Artículo
──────────
Tom Cruise fue extraordinariamente respetuoso conmigo y, por mi parte, me impresionó su gran profesionalidad. Siempre estaba preparado, en buena forma física, despierto y atento. Entre su enorme séquito se encontraba un nutricionista que lo alimentaba cada dos horas exactas con una pequeña comida equilibrada. Le pregunté en broma si también tenía un psiquiatra para sus perros. Nadie más se atrevía a hacerle aquella clase de preguntas y él parecía encantado de que hubiera alguien en el plató que no estuviera admirándolo constantemente. Yo había tenido una relación igual de distendida con Jack Nicholson años antes, cuando se interesó por Fitzcarraldo. A veces me invitaba a su casa de Mulholland Drive y veíamos las retransmisiones de los partidos que los Lakers jugaban como visitantes. Una vez se recostó en la cama para ver el partido con su mujer de entonces, la actriz Anjelica Huston. En algún momento me quedé dormido a los pies de la cama, agotado tras un largo vuelo, y al final tuvo que darme un suave codazo para recordarme que el partido de baloncesto había terminado hacía rato, y que necesitaba la cama para otra cosa. Yo estaba tumbado sobre sus pies y él me dedicó una de sus características sonrisas.
──────────
Fragmentos de un conjunto de datos de etiquetado de puntos

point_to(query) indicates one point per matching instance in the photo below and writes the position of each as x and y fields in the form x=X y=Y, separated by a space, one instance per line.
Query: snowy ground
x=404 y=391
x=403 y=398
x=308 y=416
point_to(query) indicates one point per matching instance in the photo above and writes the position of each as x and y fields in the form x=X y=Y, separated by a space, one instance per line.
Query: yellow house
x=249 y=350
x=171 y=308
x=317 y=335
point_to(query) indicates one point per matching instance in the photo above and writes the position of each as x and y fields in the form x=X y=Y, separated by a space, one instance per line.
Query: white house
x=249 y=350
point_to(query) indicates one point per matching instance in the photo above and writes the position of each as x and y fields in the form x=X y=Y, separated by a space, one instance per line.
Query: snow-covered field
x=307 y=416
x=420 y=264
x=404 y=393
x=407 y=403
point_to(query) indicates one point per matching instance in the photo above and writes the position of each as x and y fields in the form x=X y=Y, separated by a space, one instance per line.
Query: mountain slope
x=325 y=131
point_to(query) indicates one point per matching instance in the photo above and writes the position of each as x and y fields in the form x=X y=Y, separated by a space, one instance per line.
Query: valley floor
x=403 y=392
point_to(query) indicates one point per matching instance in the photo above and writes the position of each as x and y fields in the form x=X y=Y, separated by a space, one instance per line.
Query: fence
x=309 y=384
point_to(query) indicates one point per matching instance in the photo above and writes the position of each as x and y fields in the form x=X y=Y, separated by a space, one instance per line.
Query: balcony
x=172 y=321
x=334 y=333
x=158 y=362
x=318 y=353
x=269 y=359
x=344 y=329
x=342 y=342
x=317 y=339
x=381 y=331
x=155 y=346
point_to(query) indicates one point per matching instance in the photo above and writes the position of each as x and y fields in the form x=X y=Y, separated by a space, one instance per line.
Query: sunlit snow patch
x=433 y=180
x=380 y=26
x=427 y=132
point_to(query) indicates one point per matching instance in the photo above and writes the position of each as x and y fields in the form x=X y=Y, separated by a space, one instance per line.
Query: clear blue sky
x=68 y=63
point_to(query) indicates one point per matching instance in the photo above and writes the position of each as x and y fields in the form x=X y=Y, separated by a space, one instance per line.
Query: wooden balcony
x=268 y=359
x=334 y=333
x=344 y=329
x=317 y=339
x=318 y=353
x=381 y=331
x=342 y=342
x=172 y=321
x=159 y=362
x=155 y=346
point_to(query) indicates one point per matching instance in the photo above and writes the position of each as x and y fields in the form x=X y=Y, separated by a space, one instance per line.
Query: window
──────────
Lista de tareas
(A) Enumere todos los nombres propios que aparecen en el texto sobre Tom Cruise y Jack Nicholson.
(B) Indique si cada afirmación coincide con el texto sobre Tom Cruise y Jack Nicholson: (i) el nutricionista de Tom Cruise le daba de comer cada dos horas; (ii) en casa de Jack Nicholson se veían los partidos que los Lakers jugaban en su propio campo; (iii) el narrador se durmió agotado tras un largo vuelo.
(C) Prosiga el texto sobre Tom Cruise y Jack Nicholson a partir del punto en que se detiene.

Resultados del ejercicio
(A) Tom Cruise, Jack Nicholson, Fitzcarraldo, Mulholland Drive, los Lakers, Anjelica Huston.

(B)
(i) Sí: "un nutricionista que lo alimentaba cada dos horas exactas con una pequeña comida equilibrada".
(ii) No: "los partidos que los Lakers jugaban como visitantes".
(iii) Sí: "me quedé dormido a los pies de la cama, agotado tras un largo vuelo".

(C)
EL CINE VUELVE AL ORIGEN

El director Jon Favreau me invitó a participar en el spin-off de Star Wars, El mandalorian. Es un gran admirador de mis películas y se ofreció a introducirme en el mundo de Star Wars cuando le confesé que no había visto ninguna de las películas. Me enseñó trajes, diseños de storyboards y maquetas de remotos planetas que eran muy impresionantes. La serie iba a utilizar una nueva tecnología con cicloramas que eliminaría la necesidad de pantallas verdes, a diferencia de cualquier película anterior de fantasía y ciencia ficción. Así, los actores ven a su alrededor el planeta donde están o la nave espacial en la que viajan, y el cámara también contempla todo el entorno. Ya no es necesario fingir que ves un dragón atacando cuando solo tienes una pantalla verde enfrente. El cine ha vuelto a su lugar original, donde debe estar.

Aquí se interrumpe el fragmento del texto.